*** RECORDS SHOWN Section Begins ***

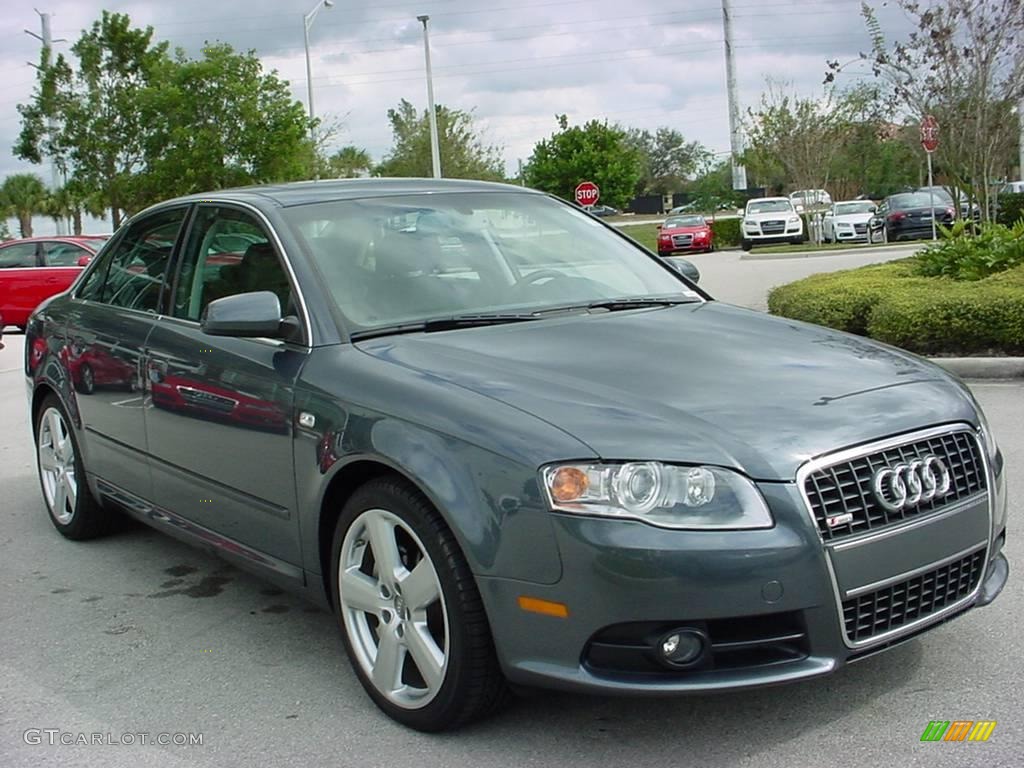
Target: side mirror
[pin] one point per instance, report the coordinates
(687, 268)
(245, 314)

*** RECORDS SHOWN Section Ends ***
*** RECORDS SHOWN Section Begins ***

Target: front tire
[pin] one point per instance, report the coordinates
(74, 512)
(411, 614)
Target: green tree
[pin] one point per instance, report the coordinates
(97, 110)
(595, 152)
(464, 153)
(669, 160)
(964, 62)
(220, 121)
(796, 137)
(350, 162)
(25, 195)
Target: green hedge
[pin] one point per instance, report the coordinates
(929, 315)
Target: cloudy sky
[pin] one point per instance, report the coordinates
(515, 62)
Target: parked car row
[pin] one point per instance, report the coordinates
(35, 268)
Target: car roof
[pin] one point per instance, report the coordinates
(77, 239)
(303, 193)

*** RECORDS SHOWN Section Ends ***

#### [TASK TO CARRY OUT]
Every line of the data that includes the word "green" should be copied.

#### [EXPECTED OUTPUT]
Target: green tree
Target: green hedge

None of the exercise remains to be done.